++++ RAW DATA

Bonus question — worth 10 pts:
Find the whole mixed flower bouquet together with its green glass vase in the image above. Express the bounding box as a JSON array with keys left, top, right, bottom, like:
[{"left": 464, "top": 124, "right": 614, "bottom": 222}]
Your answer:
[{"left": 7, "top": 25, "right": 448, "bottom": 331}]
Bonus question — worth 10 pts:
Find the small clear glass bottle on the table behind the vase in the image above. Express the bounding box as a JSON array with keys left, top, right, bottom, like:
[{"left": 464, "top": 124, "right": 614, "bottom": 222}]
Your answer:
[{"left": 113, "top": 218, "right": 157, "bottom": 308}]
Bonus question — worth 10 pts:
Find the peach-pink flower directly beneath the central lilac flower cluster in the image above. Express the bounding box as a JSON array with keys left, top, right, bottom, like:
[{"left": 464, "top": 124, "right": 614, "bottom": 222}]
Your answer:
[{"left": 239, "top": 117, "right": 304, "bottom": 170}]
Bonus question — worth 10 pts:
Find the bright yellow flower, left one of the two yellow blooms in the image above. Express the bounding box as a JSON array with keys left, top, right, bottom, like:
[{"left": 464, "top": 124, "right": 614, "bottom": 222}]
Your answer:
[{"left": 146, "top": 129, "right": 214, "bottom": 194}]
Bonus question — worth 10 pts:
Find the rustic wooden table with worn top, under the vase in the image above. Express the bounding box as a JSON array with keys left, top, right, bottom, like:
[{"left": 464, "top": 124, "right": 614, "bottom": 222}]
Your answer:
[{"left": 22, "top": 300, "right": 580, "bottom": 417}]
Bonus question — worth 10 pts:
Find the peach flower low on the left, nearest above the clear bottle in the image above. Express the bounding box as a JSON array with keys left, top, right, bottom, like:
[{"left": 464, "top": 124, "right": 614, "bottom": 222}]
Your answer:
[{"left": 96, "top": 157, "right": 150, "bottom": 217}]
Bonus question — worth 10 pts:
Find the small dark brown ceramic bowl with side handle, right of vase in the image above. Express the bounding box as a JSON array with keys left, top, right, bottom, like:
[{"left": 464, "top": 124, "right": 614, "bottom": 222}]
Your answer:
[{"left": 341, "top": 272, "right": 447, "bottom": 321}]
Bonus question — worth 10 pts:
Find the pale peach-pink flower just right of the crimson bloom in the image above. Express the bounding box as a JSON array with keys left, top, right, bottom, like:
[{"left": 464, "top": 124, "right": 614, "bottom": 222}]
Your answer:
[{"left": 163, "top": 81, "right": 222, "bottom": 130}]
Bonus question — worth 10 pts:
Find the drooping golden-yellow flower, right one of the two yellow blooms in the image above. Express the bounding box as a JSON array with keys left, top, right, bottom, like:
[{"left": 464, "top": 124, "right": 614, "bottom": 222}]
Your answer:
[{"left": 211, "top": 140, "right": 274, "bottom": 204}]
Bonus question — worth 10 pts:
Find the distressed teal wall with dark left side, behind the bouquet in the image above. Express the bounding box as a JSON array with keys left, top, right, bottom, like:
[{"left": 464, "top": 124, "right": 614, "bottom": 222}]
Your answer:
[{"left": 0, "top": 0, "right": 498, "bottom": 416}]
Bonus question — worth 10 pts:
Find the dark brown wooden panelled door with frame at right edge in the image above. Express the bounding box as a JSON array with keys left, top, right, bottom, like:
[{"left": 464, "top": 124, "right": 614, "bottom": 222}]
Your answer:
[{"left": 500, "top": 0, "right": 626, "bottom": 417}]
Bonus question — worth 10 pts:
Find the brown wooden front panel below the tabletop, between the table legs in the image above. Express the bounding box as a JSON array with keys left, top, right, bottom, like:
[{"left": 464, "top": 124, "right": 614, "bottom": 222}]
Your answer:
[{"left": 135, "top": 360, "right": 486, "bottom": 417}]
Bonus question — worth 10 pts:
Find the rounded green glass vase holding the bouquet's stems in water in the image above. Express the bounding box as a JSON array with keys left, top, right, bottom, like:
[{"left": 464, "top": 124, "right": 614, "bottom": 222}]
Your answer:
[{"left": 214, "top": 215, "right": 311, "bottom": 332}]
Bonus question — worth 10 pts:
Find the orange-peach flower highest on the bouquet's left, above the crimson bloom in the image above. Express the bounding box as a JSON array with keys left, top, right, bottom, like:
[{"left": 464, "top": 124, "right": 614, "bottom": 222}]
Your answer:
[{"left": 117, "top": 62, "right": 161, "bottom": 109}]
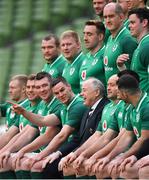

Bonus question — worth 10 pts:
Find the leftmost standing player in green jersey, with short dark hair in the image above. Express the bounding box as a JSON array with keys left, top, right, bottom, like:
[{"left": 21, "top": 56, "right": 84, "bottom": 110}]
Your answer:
[{"left": 41, "top": 34, "right": 66, "bottom": 78}]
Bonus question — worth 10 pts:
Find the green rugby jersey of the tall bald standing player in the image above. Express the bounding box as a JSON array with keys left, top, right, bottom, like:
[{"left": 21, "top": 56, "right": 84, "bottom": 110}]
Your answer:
[{"left": 104, "top": 27, "right": 137, "bottom": 82}]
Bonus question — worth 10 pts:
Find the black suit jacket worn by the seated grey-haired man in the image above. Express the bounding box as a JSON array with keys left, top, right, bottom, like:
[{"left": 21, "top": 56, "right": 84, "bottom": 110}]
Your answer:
[{"left": 59, "top": 97, "right": 109, "bottom": 156}]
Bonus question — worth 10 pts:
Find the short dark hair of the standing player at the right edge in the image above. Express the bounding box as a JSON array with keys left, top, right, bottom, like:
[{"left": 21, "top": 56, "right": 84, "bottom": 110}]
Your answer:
[{"left": 128, "top": 8, "right": 149, "bottom": 27}]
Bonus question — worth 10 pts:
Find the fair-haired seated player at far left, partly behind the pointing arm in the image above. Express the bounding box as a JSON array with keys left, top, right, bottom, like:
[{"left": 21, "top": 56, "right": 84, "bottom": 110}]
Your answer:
[{"left": 0, "top": 75, "right": 28, "bottom": 149}]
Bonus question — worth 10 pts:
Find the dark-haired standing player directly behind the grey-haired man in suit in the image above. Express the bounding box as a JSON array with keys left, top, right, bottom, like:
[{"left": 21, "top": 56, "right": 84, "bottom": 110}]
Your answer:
[{"left": 80, "top": 20, "right": 106, "bottom": 85}]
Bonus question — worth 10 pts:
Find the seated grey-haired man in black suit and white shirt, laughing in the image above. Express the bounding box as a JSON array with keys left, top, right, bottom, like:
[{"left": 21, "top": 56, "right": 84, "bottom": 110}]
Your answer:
[{"left": 43, "top": 78, "right": 109, "bottom": 179}]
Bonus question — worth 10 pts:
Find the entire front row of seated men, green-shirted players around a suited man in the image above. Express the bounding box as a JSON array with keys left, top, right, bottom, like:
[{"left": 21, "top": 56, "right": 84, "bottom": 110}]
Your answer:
[{"left": 0, "top": 70, "right": 149, "bottom": 179}]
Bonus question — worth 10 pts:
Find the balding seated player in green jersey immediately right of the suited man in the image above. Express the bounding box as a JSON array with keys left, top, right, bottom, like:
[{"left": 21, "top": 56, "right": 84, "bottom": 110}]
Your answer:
[{"left": 60, "top": 75, "right": 124, "bottom": 175}]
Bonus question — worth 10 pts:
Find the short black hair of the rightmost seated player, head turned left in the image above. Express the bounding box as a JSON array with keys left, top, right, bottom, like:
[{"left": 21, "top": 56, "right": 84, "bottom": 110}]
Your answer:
[{"left": 117, "top": 74, "right": 140, "bottom": 94}]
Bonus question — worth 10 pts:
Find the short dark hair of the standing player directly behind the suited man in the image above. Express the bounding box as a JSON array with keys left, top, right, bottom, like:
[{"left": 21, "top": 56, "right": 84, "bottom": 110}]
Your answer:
[{"left": 85, "top": 20, "right": 105, "bottom": 34}]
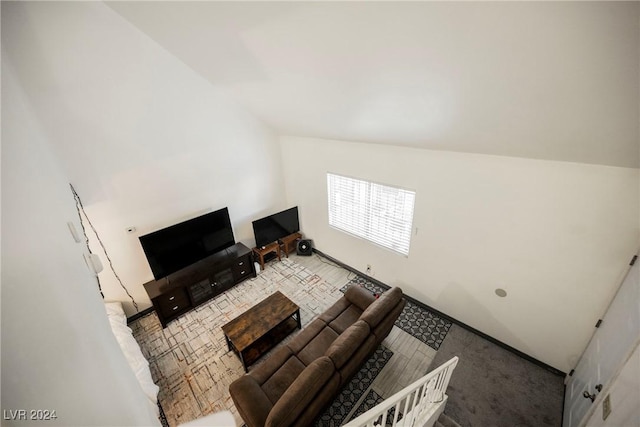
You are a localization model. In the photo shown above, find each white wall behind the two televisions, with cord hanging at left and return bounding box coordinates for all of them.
[3,2,286,314]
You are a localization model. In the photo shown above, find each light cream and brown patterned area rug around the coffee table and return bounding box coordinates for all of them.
[129,259,350,427]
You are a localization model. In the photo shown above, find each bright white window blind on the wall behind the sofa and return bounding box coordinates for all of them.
[327,173,416,255]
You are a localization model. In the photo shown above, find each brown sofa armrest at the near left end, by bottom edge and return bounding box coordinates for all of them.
[229,375,273,427]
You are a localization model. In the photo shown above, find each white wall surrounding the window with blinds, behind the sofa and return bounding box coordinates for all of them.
[281,137,640,372]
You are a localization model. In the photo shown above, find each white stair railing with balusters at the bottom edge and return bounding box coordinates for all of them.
[343,357,458,427]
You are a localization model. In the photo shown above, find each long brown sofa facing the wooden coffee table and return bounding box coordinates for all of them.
[229,286,406,427]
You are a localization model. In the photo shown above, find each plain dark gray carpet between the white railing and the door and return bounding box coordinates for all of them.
[430,325,564,427]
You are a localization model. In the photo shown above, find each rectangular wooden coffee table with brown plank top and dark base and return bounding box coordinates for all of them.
[222,291,302,372]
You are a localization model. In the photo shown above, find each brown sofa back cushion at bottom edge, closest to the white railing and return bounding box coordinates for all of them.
[265,356,335,427]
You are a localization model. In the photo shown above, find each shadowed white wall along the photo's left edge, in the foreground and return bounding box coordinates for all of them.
[1,41,158,426]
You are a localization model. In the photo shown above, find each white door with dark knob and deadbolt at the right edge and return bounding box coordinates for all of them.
[562,261,640,427]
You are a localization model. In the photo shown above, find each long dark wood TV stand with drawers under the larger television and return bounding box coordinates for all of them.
[144,243,256,328]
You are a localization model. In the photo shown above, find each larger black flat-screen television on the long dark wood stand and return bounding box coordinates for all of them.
[140,208,235,280]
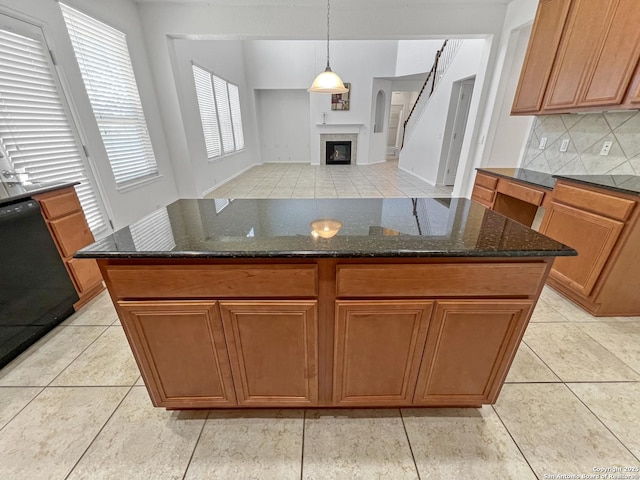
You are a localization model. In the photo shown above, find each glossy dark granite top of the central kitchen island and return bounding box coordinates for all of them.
[75,198,576,258]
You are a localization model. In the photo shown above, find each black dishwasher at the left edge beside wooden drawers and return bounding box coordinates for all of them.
[0,200,78,368]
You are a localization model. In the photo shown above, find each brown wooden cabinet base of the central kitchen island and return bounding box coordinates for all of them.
[100,258,550,408]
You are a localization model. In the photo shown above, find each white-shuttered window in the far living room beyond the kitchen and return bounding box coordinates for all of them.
[192,65,244,159]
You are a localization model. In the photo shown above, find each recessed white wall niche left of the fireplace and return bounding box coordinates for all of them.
[255,89,310,163]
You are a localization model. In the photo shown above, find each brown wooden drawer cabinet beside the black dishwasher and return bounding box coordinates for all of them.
[33,187,104,310]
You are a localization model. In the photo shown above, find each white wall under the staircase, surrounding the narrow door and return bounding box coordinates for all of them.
[398,40,487,185]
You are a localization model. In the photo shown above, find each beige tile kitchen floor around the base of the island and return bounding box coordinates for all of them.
[0,165,640,480]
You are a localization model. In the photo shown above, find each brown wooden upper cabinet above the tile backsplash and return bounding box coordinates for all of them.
[512,0,640,114]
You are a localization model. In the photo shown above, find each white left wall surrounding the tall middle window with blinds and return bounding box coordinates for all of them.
[0,0,177,232]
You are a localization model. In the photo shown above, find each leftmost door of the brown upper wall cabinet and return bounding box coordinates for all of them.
[511,0,571,114]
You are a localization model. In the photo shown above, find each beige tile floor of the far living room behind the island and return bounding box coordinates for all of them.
[206,161,452,198]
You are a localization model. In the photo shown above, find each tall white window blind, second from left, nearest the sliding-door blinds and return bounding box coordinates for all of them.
[60,3,158,187]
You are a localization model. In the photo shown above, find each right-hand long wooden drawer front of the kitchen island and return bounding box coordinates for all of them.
[337,263,546,297]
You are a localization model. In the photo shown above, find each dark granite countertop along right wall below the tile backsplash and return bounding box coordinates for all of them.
[476,167,640,195]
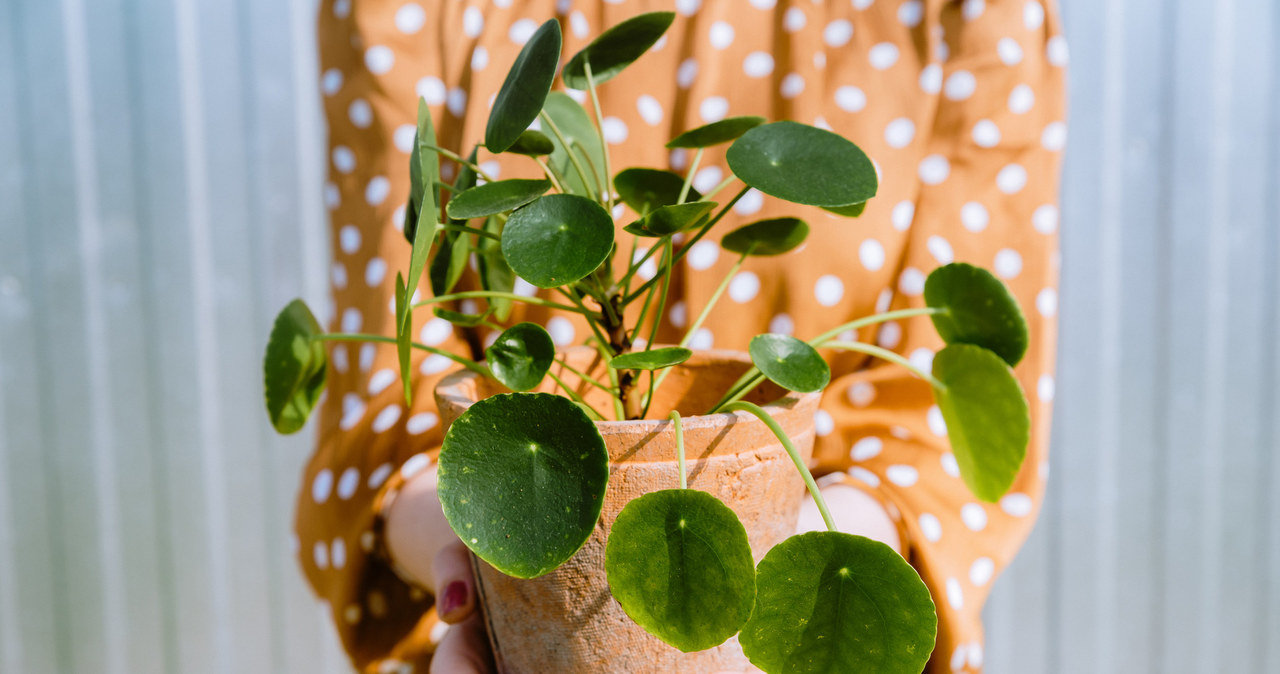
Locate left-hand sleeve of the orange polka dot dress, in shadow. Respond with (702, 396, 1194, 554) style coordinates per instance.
(294, 0, 476, 673)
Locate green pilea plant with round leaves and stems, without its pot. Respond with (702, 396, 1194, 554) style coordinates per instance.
(264, 13, 1029, 673)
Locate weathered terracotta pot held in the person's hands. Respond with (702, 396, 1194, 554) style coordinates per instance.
(435, 347, 820, 674)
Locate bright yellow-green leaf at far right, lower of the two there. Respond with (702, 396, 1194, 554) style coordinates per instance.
(933, 344, 1030, 503)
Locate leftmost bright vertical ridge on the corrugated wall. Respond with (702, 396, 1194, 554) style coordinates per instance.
(61, 0, 128, 674)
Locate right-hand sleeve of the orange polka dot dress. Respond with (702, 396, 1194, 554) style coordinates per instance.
(815, 3, 1065, 673)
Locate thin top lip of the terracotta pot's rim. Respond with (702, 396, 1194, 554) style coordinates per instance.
(435, 345, 824, 435)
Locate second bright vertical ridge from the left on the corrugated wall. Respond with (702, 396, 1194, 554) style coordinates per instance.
(174, 0, 233, 674)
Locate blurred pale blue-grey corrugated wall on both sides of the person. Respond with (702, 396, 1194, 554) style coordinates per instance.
(0, 0, 1280, 674)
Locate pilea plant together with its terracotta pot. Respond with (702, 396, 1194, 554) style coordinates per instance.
(264, 13, 1029, 673)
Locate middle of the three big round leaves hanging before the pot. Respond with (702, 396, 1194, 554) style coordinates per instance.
(604, 489, 755, 652)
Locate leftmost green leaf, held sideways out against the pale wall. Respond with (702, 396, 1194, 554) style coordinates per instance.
(262, 299, 329, 434)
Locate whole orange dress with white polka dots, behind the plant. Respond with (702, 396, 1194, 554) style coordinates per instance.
(296, 0, 1068, 673)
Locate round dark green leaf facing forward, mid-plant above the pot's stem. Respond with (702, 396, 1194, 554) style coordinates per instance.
(502, 194, 613, 288)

++++++++

- WORK TASK: Whenever a line of the material holds the word "blooms", copy it out.

- REPLY TO THE TASK:
Find the bright yellow flower, left one of the two yellow blooms in the image above. Express the bounding box as a JSON array with keys left, top, right, bottom, like:
Find the drooping golden-yellow flower, right one of the two yellow blooms in the image above. Express the bounding box as a JSON array with keys left, top, right, bottom, like:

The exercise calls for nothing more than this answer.